■ **RECORDED DATA**
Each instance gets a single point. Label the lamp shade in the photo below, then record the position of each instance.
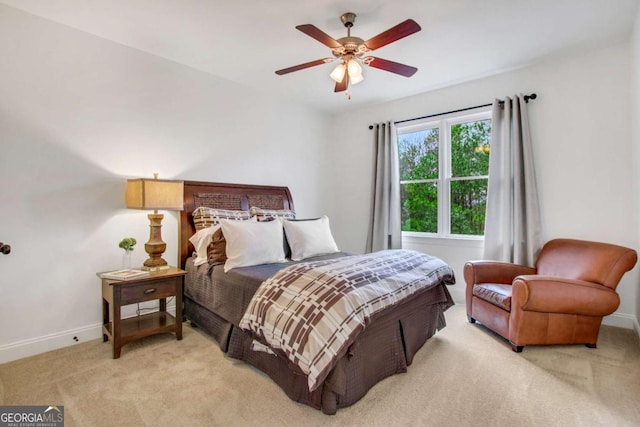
(154, 194)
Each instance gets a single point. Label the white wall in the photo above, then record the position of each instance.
(635, 131)
(581, 130)
(79, 115)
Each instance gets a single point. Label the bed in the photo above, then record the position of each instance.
(216, 302)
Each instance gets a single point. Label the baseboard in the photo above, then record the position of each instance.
(31, 347)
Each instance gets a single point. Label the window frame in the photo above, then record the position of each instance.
(443, 123)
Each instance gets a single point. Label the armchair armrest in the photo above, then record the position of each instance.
(493, 272)
(550, 294)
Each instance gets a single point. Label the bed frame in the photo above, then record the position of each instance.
(241, 197)
(386, 347)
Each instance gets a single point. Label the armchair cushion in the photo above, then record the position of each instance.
(494, 293)
(549, 294)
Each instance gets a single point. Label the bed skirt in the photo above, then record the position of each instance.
(386, 347)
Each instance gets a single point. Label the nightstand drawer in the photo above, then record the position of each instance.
(147, 291)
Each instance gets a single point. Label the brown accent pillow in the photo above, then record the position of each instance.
(217, 249)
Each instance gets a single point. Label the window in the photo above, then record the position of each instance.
(444, 171)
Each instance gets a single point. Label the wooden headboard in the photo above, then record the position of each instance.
(224, 196)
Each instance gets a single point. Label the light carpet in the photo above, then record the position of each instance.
(463, 376)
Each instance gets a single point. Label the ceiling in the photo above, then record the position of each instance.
(246, 41)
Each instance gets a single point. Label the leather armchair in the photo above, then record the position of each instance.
(561, 300)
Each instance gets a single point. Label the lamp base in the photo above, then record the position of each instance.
(157, 268)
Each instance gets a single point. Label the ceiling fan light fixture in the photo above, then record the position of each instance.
(338, 73)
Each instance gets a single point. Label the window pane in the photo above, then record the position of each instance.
(418, 152)
(419, 207)
(470, 148)
(468, 204)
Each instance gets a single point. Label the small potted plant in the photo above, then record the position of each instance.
(127, 244)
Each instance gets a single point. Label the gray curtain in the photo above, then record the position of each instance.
(384, 223)
(512, 226)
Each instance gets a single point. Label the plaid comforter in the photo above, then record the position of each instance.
(312, 312)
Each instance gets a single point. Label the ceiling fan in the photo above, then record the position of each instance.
(351, 51)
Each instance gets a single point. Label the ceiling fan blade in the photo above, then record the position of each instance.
(342, 86)
(394, 67)
(303, 66)
(401, 30)
(318, 34)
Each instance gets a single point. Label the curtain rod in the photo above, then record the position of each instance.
(526, 99)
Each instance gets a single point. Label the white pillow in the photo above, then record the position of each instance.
(252, 243)
(200, 242)
(310, 238)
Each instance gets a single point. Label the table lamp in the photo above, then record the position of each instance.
(154, 194)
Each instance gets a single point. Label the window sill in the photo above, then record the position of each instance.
(458, 241)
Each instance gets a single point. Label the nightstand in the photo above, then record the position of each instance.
(158, 285)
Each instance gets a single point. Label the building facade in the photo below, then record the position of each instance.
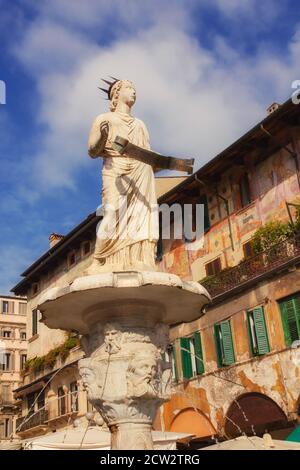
(13, 355)
(237, 368)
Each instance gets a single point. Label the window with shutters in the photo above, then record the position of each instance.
(191, 356)
(257, 330)
(6, 362)
(245, 194)
(248, 250)
(23, 359)
(290, 315)
(6, 393)
(214, 267)
(224, 344)
(73, 396)
(22, 308)
(8, 306)
(170, 357)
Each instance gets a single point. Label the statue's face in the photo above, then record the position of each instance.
(127, 93)
(145, 369)
(112, 339)
(87, 377)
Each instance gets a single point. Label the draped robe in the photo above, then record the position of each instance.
(128, 232)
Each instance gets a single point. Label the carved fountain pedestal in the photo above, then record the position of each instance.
(124, 318)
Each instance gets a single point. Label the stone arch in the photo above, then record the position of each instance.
(253, 411)
(192, 421)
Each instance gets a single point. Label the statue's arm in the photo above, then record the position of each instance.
(98, 137)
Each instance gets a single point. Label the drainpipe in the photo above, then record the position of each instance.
(293, 154)
(226, 208)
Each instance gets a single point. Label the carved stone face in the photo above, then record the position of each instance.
(89, 380)
(143, 369)
(127, 93)
(112, 338)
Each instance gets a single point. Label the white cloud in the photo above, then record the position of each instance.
(192, 100)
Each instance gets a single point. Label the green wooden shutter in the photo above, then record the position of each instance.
(175, 364)
(290, 314)
(218, 346)
(227, 343)
(261, 330)
(185, 347)
(198, 353)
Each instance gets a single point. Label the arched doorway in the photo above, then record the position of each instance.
(194, 422)
(254, 412)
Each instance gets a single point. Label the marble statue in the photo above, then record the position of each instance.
(128, 233)
(122, 306)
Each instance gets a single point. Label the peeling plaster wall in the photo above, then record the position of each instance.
(276, 376)
(273, 182)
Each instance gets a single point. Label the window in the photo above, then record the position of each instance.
(257, 330)
(245, 194)
(40, 397)
(61, 401)
(85, 248)
(7, 428)
(35, 288)
(191, 356)
(34, 322)
(7, 334)
(290, 315)
(203, 200)
(22, 308)
(74, 396)
(224, 344)
(6, 361)
(248, 250)
(6, 393)
(23, 359)
(8, 306)
(214, 267)
(71, 258)
(30, 401)
(171, 358)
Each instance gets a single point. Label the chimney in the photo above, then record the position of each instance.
(55, 238)
(272, 108)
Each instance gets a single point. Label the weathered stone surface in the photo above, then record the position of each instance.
(124, 318)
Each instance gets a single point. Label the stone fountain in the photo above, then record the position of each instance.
(122, 306)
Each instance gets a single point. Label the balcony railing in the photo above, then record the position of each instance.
(276, 257)
(27, 422)
(63, 406)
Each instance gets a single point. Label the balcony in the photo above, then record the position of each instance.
(63, 408)
(39, 418)
(251, 270)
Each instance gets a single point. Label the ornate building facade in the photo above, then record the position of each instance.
(13, 355)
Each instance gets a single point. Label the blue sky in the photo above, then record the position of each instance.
(205, 72)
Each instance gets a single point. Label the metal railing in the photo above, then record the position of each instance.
(63, 405)
(36, 419)
(249, 269)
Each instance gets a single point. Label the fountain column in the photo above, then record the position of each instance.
(124, 320)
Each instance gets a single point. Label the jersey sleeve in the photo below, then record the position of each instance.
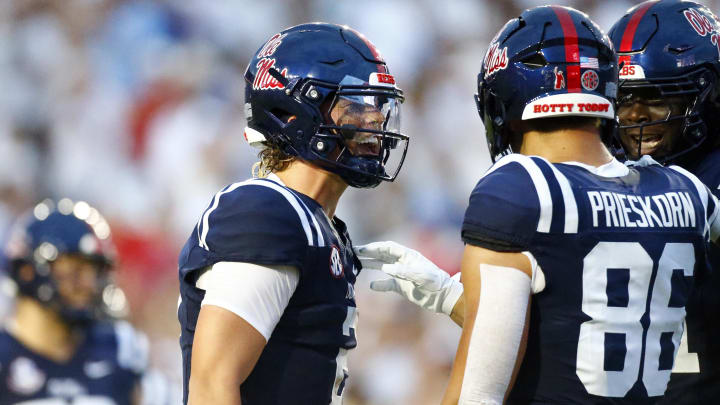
(256, 222)
(503, 212)
(132, 348)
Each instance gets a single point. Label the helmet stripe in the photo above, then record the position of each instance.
(572, 51)
(629, 34)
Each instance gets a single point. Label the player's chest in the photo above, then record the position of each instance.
(84, 380)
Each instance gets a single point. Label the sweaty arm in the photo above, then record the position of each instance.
(496, 298)
(243, 303)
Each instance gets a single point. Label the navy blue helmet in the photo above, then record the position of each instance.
(551, 61)
(46, 233)
(671, 49)
(301, 76)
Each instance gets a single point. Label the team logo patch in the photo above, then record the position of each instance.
(559, 79)
(336, 268)
(495, 59)
(263, 79)
(271, 46)
(589, 80)
(382, 79)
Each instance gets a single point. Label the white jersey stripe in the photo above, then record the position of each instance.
(206, 216)
(702, 191)
(541, 187)
(291, 198)
(321, 239)
(571, 215)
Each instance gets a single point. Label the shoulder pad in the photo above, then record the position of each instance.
(518, 197)
(258, 221)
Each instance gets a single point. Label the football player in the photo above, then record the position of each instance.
(61, 346)
(266, 278)
(609, 251)
(669, 108)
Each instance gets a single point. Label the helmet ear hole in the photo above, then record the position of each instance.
(282, 116)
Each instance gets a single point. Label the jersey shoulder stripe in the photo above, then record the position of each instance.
(308, 222)
(542, 188)
(316, 230)
(705, 197)
(571, 210)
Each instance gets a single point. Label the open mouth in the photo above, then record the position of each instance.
(648, 142)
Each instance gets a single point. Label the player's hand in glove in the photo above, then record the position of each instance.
(413, 276)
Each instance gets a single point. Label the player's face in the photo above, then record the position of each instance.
(77, 280)
(645, 106)
(356, 116)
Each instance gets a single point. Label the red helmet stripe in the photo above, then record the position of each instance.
(629, 34)
(572, 51)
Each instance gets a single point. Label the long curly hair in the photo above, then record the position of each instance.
(272, 159)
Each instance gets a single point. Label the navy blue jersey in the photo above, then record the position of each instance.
(105, 370)
(696, 375)
(619, 255)
(260, 221)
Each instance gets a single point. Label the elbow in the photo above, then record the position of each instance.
(204, 388)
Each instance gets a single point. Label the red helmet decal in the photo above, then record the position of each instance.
(263, 79)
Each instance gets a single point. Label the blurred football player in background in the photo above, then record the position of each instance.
(63, 345)
(669, 108)
(609, 251)
(266, 277)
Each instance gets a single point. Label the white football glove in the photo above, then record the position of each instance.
(413, 276)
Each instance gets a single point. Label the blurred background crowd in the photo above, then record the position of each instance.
(136, 106)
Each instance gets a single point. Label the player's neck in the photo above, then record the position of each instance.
(572, 145)
(41, 330)
(320, 185)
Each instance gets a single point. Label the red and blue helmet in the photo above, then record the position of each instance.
(51, 230)
(551, 61)
(672, 47)
(298, 76)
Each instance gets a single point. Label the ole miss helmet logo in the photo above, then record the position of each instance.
(271, 46)
(336, 268)
(559, 79)
(495, 59)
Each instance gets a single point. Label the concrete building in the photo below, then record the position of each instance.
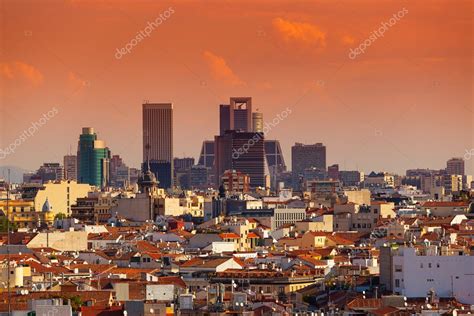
(413, 273)
(61, 195)
(455, 166)
(235, 182)
(70, 167)
(158, 138)
(257, 122)
(351, 178)
(282, 216)
(24, 215)
(242, 152)
(62, 241)
(379, 180)
(306, 156)
(50, 171)
(93, 159)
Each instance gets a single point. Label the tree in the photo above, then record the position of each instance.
(3, 225)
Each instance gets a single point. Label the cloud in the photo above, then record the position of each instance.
(21, 70)
(221, 71)
(300, 32)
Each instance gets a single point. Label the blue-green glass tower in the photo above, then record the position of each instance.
(93, 159)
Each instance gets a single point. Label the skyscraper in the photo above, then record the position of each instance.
(455, 166)
(158, 139)
(93, 159)
(236, 116)
(306, 156)
(241, 113)
(257, 122)
(70, 167)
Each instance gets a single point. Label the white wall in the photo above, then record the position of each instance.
(454, 274)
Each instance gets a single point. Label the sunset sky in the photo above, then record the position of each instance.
(406, 102)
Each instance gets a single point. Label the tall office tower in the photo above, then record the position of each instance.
(70, 167)
(50, 171)
(236, 116)
(93, 159)
(242, 152)
(275, 161)
(206, 157)
(455, 166)
(224, 118)
(333, 172)
(158, 139)
(306, 156)
(257, 122)
(241, 114)
(119, 172)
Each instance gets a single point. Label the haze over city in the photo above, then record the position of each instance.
(406, 102)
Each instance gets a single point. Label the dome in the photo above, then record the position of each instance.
(46, 206)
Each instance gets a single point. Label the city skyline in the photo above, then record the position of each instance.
(384, 109)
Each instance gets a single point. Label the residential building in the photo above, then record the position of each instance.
(306, 156)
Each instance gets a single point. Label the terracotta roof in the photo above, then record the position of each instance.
(365, 304)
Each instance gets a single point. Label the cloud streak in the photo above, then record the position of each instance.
(220, 70)
(305, 33)
(21, 70)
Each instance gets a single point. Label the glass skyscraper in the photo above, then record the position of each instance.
(93, 159)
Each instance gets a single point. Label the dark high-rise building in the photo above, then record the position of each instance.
(182, 169)
(93, 159)
(236, 116)
(241, 113)
(306, 156)
(70, 167)
(119, 172)
(257, 122)
(158, 139)
(199, 176)
(206, 157)
(181, 164)
(333, 172)
(162, 171)
(243, 152)
(224, 118)
(455, 166)
(50, 171)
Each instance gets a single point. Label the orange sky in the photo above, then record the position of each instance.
(404, 103)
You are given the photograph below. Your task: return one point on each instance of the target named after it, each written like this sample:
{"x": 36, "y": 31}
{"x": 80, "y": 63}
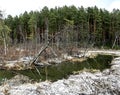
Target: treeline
{"x": 78, "y": 25}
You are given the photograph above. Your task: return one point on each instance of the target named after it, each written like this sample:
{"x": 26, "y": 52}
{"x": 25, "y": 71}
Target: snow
{"x": 84, "y": 83}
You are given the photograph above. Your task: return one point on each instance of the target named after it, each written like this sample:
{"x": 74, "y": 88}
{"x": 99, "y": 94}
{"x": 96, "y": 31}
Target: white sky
{"x": 16, "y": 7}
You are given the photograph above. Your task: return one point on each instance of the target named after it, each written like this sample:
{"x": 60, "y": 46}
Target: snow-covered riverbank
{"x": 84, "y": 83}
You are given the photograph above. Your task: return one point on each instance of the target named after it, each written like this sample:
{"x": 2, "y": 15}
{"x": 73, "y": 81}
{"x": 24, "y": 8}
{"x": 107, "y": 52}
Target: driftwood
{"x": 43, "y": 49}
{"x": 38, "y": 55}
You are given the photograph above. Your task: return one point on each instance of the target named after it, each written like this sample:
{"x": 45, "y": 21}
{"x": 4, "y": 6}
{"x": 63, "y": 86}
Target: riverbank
{"x": 106, "y": 82}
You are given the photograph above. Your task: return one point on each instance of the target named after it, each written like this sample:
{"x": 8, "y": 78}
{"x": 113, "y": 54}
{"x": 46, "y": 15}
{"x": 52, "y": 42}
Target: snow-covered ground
{"x": 84, "y": 83}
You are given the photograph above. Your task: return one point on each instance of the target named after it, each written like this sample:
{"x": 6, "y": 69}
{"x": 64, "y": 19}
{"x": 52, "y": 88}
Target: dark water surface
{"x": 63, "y": 70}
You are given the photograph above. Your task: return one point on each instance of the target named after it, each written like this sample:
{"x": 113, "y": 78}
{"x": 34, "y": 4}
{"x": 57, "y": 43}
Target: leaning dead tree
{"x": 45, "y": 46}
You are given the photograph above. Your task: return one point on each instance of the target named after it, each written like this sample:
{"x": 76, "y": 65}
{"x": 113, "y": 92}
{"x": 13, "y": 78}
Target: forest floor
{"x": 106, "y": 82}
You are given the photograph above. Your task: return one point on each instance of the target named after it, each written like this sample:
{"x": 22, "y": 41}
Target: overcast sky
{"x": 16, "y": 7}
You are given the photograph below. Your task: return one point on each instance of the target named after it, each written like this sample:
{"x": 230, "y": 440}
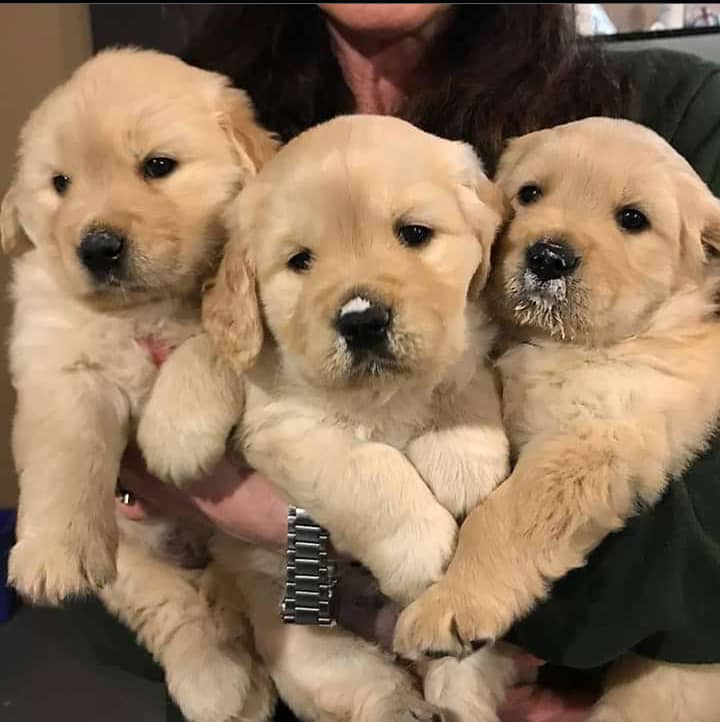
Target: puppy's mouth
{"x": 545, "y": 292}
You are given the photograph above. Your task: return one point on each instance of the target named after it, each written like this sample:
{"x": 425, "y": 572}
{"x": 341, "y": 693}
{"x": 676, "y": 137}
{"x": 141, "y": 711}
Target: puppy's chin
{"x": 557, "y": 308}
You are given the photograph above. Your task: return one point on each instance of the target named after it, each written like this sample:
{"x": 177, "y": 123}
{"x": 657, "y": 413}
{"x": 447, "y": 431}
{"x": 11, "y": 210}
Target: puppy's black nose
{"x": 363, "y": 323}
{"x": 550, "y": 259}
{"x": 102, "y": 251}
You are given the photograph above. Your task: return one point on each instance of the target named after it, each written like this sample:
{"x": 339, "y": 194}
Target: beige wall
{"x": 39, "y": 47}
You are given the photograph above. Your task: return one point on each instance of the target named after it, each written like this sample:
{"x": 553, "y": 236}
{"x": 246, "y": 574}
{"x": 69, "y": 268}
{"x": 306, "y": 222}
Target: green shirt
{"x": 654, "y": 587}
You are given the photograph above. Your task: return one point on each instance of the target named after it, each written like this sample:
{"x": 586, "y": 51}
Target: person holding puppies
{"x": 481, "y": 74}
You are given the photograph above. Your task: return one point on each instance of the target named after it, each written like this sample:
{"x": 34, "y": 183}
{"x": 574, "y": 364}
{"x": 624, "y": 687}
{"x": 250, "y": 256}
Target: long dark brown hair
{"x": 495, "y": 72}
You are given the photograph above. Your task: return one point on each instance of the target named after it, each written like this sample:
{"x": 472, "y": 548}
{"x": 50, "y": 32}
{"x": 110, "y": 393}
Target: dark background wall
{"x": 163, "y": 26}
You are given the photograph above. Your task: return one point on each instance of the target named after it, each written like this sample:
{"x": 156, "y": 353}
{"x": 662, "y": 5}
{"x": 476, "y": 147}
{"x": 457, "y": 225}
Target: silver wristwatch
{"x": 311, "y": 573}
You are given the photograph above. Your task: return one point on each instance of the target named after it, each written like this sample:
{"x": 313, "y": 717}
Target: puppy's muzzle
{"x": 551, "y": 259}
{"x": 102, "y": 251}
{"x": 364, "y": 324}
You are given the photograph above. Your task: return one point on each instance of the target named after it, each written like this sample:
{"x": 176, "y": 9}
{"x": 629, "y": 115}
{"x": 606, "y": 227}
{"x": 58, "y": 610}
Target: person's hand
{"x": 364, "y": 611}
{"x": 237, "y": 500}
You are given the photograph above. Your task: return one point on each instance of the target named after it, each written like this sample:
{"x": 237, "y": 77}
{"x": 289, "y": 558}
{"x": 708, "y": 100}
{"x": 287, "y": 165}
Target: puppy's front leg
{"x": 193, "y": 630}
{"x": 466, "y": 455}
{"x": 68, "y": 439}
{"x": 194, "y": 403}
{"x": 370, "y": 497}
{"x": 565, "y": 495}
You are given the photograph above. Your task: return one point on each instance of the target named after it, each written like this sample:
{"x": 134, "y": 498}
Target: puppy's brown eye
{"x": 301, "y": 261}
{"x": 632, "y": 220}
{"x": 61, "y": 183}
{"x": 414, "y": 235}
{"x": 529, "y": 193}
{"x": 158, "y": 167}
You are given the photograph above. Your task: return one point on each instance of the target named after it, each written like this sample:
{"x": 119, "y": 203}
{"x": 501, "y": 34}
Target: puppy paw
{"x": 181, "y": 450}
{"x": 443, "y": 623}
{"x": 460, "y": 471}
{"x": 46, "y": 569}
{"x": 216, "y": 685}
{"x": 415, "y": 557}
{"x": 402, "y": 706}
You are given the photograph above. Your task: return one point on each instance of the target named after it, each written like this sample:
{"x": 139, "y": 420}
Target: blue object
{"x": 8, "y": 598}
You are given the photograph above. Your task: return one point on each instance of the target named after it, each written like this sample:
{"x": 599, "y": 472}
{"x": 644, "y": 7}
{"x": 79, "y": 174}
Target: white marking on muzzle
{"x": 355, "y": 305}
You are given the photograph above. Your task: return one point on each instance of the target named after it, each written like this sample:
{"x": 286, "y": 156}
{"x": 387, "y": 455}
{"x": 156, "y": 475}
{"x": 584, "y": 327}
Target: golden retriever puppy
{"x": 116, "y": 217}
{"x": 370, "y": 403}
{"x": 610, "y": 388}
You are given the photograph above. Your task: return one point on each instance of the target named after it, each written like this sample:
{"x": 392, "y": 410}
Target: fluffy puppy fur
{"x": 631, "y": 305}
{"x": 367, "y": 243}
{"x": 116, "y": 217}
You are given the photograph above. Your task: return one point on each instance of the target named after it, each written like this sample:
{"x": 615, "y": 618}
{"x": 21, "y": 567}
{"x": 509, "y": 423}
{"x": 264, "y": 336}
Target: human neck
{"x": 381, "y": 71}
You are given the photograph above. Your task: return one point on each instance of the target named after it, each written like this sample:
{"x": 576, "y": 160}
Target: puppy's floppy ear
{"x": 253, "y": 145}
{"x": 515, "y": 150}
{"x": 230, "y": 308}
{"x": 484, "y": 206}
{"x": 13, "y": 238}
{"x": 701, "y": 224}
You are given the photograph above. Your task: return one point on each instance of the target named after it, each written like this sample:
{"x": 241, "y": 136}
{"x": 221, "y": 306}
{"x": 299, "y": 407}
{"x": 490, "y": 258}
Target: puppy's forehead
{"x": 372, "y": 162}
{"x": 128, "y": 98}
{"x": 595, "y": 150}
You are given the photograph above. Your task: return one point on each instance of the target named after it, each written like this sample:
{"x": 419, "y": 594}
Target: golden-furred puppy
{"x": 115, "y": 214}
{"x": 370, "y": 403}
{"x": 610, "y": 388}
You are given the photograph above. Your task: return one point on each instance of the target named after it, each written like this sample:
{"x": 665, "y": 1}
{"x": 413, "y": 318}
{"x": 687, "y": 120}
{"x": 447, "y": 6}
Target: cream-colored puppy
{"x": 370, "y": 402}
{"x": 610, "y": 387}
{"x": 116, "y": 216}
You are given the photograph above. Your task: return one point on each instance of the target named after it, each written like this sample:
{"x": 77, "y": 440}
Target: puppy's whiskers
{"x": 555, "y": 306}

■ **ASSIGNMENT**
Print exactly the lines from the one with "Target: puppy's floppy ear" through the last line of the material, including both, and no others.

■ **SOLUTION TO THIS EXERCISE**
Target: puppy's floppy ear
{"x": 253, "y": 145}
{"x": 515, "y": 150}
{"x": 230, "y": 308}
{"x": 484, "y": 206}
{"x": 13, "y": 238}
{"x": 701, "y": 224}
You are given the photograph above. Your task: return one point on each instance of the target named after it, each written like this sample:
{"x": 241, "y": 136}
{"x": 221, "y": 306}
{"x": 299, "y": 407}
{"x": 490, "y": 258}
Target: puppy's forehead
{"x": 372, "y": 162}
{"x": 128, "y": 98}
{"x": 595, "y": 150}
You are given the photograph above. Your task: return one point on each instance of the target named after it, each written like this sample:
{"x": 419, "y": 594}
Target: golden-furred puppy
{"x": 115, "y": 214}
{"x": 370, "y": 403}
{"x": 610, "y": 388}
You are given the photograph above. Your task: return one point on each instance of the target named after it, each written like this sample:
{"x": 665, "y": 1}
{"x": 413, "y": 318}
{"x": 687, "y": 120}
{"x": 447, "y": 6}
Target: cream-colored puppy
{"x": 370, "y": 402}
{"x": 610, "y": 387}
{"x": 116, "y": 216}
You are given the photograph above. Your task: return one point on each instance of the target named after it, each written like this sample:
{"x": 77, "y": 440}
Target: puppy's whiskers
{"x": 555, "y": 306}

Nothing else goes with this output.